[start of TEXT TO READ]

Over 2.5 quintillion (1018) bytes of data are generated every day. Given the massive amount of data, the need for data analysis has never been clearer. It brings impetus to data analysts. Indeed.com reported that the growth rate for this profession had reached more than 4,000 percent. This guide shows you how to get started on how to get familiar with data, especially for those who want to pursue a career in data analytics.
What is the data analyst:
Data analytics is a fundamental part of every industry. As such, a data analyst has a broad career path in different industries.
Some industries have a high demand for data analysts as following:
Market Research analyst: conducts research to analyze the present market landscape. They collect consuming behaviors, buying habits, etc. Then they estimate the product demand to help companies optimize sales. The entry-level salary is $51,000 to $65,000.

[end of TEXT TO READ]

**TASK DIRECTIONS:** Reproduce the part of the data analytics career guide between "Some industries have" and "is $51,000 to $65,000.", inclusive. The listing is not needed for this work.

[start of ROWS]

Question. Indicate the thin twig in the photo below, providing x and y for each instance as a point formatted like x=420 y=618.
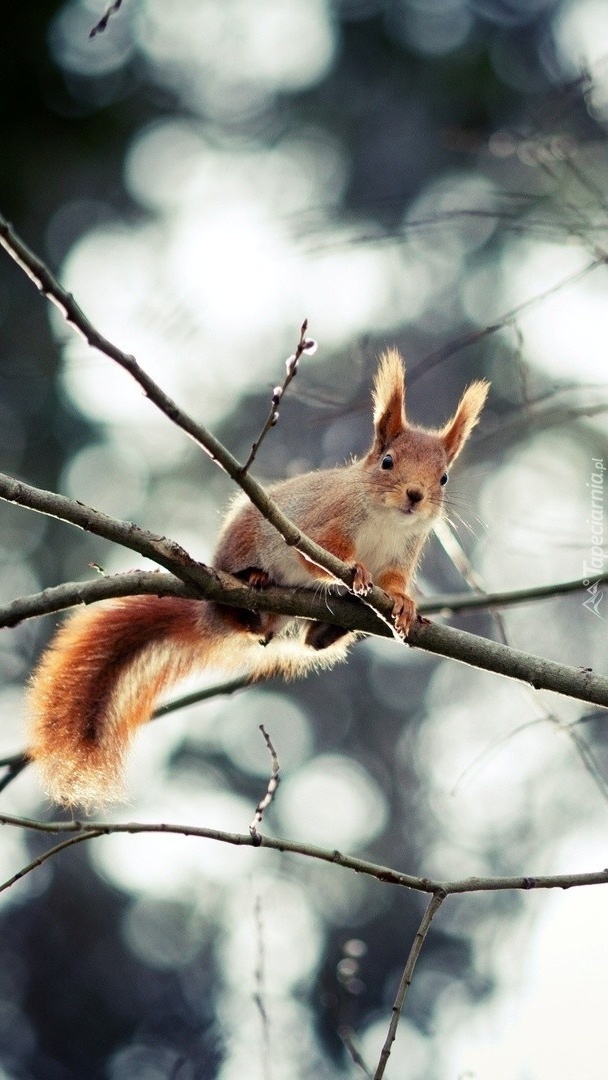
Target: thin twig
x=386 y=874
x=100 y=26
x=305 y=345
x=270 y=791
x=259 y=989
x=443 y=353
x=405 y=983
x=48 y=284
x=90 y=834
x=14 y=765
x=347 y=611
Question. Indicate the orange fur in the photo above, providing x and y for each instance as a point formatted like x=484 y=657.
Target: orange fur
x=100 y=677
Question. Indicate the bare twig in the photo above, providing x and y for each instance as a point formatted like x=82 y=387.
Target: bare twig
x=270 y=791
x=347 y=611
x=259 y=990
x=86 y=835
x=100 y=26
x=387 y=874
x=14 y=767
x=305 y=345
x=405 y=983
x=441 y=354
x=50 y=287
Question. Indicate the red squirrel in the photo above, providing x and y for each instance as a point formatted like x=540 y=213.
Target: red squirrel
x=106 y=667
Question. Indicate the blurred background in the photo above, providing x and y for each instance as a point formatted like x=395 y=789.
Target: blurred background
x=203 y=175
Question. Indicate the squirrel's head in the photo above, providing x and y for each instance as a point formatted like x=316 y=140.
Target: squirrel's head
x=407 y=466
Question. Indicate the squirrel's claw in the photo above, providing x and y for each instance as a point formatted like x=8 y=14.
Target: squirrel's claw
x=362 y=580
x=404 y=613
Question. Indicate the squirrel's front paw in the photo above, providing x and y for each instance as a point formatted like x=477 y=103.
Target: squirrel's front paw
x=362 y=580
x=404 y=612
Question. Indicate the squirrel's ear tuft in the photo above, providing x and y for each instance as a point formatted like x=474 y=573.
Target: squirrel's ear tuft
x=389 y=400
x=456 y=432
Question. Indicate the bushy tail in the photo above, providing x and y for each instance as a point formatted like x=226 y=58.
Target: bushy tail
x=104 y=672
x=99 y=680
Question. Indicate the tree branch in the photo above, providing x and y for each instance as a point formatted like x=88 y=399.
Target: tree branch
x=347 y=611
x=386 y=874
x=46 y=283
x=405 y=983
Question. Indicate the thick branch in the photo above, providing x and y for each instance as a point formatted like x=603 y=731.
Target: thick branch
x=387 y=874
x=50 y=287
x=323 y=606
x=405 y=982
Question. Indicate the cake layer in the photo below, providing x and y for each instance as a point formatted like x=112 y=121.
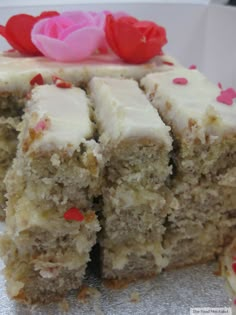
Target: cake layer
x=130 y=132
x=8 y=142
x=135 y=146
x=51 y=125
x=191 y=109
x=203 y=128
x=50 y=227
x=133 y=212
x=132 y=260
x=42 y=277
x=228 y=262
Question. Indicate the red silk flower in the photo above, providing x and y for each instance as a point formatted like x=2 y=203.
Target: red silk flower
x=18 y=31
x=134 y=41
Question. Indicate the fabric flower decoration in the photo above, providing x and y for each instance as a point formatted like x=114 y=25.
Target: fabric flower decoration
x=72 y=36
x=18 y=31
x=134 y=41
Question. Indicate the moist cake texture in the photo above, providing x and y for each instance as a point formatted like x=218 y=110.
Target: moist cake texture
x=51 y=225
x=164 y=205
x=135 y=145
x=204 y=159
x=16 y=73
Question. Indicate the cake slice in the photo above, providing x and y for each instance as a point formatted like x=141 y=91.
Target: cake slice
x=50 y=223
x=135 y=146
x=204 y=159
x=8 y=143
x=18 y=74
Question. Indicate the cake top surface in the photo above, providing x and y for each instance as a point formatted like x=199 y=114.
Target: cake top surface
x=17 y=71
x=185 y=98
x=124 y=112
x=58 y=118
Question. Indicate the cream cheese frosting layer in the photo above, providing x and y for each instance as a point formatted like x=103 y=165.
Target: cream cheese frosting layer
x=59 y=118
x=191 y=105
x=123 y=111
x=17 y=71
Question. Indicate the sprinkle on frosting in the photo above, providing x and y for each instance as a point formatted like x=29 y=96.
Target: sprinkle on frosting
x=168 y=63
x=180 y=81
x=220 y=85
x=42 y=125
x=38 y=79
x=226 y=96
x=74 y=214
x=61 y=83
x=234 y=267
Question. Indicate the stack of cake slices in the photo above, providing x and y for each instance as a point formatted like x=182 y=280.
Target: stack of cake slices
x=135 y=146
x=157 y=150
x=204 y=159
x=18 y=74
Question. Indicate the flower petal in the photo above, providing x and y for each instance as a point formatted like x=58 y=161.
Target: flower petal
x=52 y=47
x=79 y=17
x=77 y=46
x=110 y=36
x=18 y=29
x=128 y=38
x=85 y=41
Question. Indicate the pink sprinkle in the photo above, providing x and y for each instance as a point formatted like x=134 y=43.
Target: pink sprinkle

[end of ROWS]

**COMPLETE OUTPUT:**
Some industries have a high demand for data analysts as following:
Market Research analyst: conducts research to analyze the present market landscape. They collect consuming behaviors, buying habits, etc. Then they estimate the product demand to help companies optimize sales. The entry-level salary is $51,000 to $65,000.